(Records provided)

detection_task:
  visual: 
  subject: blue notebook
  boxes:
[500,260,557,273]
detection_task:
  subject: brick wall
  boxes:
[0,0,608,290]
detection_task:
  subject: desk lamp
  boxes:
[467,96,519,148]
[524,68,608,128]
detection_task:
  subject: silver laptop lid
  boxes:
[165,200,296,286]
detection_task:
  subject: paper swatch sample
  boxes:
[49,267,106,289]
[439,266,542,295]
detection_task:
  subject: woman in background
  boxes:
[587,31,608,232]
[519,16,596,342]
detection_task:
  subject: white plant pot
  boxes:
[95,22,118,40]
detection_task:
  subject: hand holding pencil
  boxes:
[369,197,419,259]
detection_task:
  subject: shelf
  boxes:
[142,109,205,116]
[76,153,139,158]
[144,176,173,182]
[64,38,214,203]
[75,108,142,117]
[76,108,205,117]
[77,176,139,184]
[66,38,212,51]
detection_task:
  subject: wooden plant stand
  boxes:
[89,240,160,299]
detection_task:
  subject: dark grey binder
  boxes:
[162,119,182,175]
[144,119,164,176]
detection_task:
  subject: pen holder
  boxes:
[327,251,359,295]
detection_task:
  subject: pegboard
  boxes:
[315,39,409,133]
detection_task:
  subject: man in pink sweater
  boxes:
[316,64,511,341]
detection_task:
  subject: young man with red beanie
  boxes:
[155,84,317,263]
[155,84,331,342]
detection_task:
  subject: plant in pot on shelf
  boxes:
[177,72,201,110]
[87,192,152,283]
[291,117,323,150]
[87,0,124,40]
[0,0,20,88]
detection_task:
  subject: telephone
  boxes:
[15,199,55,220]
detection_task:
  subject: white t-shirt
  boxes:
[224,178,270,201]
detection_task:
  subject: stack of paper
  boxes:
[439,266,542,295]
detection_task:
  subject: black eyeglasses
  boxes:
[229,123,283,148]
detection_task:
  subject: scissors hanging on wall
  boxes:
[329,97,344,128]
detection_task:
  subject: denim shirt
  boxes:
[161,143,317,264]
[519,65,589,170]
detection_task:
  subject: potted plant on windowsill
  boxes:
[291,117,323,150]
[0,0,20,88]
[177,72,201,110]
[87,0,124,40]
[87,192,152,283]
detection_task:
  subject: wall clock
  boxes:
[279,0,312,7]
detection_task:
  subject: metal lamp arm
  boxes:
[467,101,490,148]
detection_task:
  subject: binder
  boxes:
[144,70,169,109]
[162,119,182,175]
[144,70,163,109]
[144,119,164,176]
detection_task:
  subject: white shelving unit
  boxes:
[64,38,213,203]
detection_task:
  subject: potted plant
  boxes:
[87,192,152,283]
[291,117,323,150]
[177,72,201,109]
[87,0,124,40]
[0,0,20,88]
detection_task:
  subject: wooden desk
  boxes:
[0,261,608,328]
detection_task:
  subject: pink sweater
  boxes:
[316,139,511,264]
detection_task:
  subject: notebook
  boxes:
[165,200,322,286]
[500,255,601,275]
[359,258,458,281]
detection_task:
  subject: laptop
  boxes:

(Task directions)
Pull every line containing the word "white" out of the listing above and copy each one in full.

(Response below)
  subject: white plant pot
  subject: white t-shirt
  subject: white shelving unit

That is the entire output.